Davos, Switzerland — The world’s wealthiest five men have more than doubled their fortune since 2020, the charity Oxfam said on Monday, calling on nations to resist the ultra-rich’s influence over tax policy.

A report from the charity, published as the global elite hobnob at the World Economic Forum in Davos this week, said their wealth rose from $405 billion in 2020 to $869 billion last year.

Yet since 2020, nearly five billion people worldwide have grown poorer, Oxfam said.

Billionaires are today $3.3 trillion richer than they were in 2020, despite many crises devastating the world’s economy since this decade began, including the COVID pandemic.

“We cannot continue with these levels of obscene inequality,” Amitabh Behar, the interim director of Oxfam International, told AFP.

He said it showed that “capitalism is at the service of the super-rich.” 

With riches among the world’s wealthiest increasing the way they are, he predicted that within a decade the world will see its first “trillionaire.”  

Oxfam’s yearly report on inequality worldwide is traditionally released just before the Davos forum opens on Monday in the Swiss Alpine resort of the same name.

The charity raised concerns over increasing global inequality, with the richest individuals and companies amassing not only greater wealth thanks to surging stock prices, but also significantly more power.

Corporate power ‘driving inequality’

“Corporate power is used to drive inequality — by squeezing workers and enriching wealthy shareholders, dodging taxes and privatizing the state,” Oxfam said.

It accused corporations of driving “inequality by undertaking a sustained and highly effective war on taxation,” with far-reaching consequences.

Oxfam said states handed power over to monopolies, allowing corporations to influence the wages people are paid, the price of food and which medicines individuals can access.

“Around the world, members of the private sector have relentlessly pushed for lower rates, more loopholes, less transparency and other measures aimed at enabling companies to contribute as little as possible to public coffers,” Oxfam added.

The charity said thanks to intensive lobbying over tax policymaking, corporations have been able to pay lower corporate taxes, thereby depriving governments of money that could be used to financially support the poorest in society.

Corporate taxes have significantly dropped in OECD countries from 48 percent in 1980 to 23.1 percent in 2022, Oxfam noted.

To address the imbalance, Oxfam called for a wealth tax on the world’s millionaires and billionaires that it says could bring in $1.8 trillion dollars each year.

The non-governmental organization also called for a cap on CEO pay and the break-up of private monopolies.

(Extracted entries):
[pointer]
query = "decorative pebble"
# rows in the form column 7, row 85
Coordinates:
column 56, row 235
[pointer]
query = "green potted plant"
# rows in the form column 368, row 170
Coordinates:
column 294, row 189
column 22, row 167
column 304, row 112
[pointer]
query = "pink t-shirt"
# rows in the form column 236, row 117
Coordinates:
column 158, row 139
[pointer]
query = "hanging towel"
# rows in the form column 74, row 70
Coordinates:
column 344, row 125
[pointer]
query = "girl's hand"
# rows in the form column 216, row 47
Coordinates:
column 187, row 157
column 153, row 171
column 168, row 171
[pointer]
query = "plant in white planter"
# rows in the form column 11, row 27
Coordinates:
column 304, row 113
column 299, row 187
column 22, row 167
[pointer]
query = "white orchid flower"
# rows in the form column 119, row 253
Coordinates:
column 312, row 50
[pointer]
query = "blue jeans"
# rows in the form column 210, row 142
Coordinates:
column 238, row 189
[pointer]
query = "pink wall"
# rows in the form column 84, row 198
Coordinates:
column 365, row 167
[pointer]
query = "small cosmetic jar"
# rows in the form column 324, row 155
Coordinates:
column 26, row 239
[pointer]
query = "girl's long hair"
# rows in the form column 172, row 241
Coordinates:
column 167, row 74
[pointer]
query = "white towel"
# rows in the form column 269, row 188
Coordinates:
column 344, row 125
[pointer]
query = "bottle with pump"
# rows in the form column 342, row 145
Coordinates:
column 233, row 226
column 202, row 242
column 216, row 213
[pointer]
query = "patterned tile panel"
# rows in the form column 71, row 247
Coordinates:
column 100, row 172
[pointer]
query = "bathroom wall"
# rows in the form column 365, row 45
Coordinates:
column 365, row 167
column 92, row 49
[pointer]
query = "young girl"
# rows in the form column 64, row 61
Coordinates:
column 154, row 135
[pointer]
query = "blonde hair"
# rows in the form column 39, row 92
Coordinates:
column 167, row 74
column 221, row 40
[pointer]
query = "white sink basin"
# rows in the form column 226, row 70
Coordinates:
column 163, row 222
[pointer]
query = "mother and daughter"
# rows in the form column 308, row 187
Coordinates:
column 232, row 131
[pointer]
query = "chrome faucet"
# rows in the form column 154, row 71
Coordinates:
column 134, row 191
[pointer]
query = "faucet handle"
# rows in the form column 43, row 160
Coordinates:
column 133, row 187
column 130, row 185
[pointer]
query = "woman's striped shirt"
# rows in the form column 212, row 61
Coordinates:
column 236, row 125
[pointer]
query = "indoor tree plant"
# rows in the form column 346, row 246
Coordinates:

(Problems to solve):
**a)** List every dollar amount stated in the article on Oxfam's inequality report.
**b)** Duplicate the passage of the article on Oxfam's inequality report that begins at the words "He said it showed" and stops after "the same name.".

(Task results):
**a)**
- $405 billion
- $869 billion
- $3.3 trillion
- $1.8 trillion

**b)**
He said it showed that “capitalism is at the service of the super-rich.” 

With riches among the world’s wealthiest increasing the way they are, he predicted that within a decade the world will see its first “trillionaire.”  

Oxfam’s yearly report on inequality worldwide is traditionally released just before the Davos forum opens on Monday in the Swiss Alpine resort of the same name.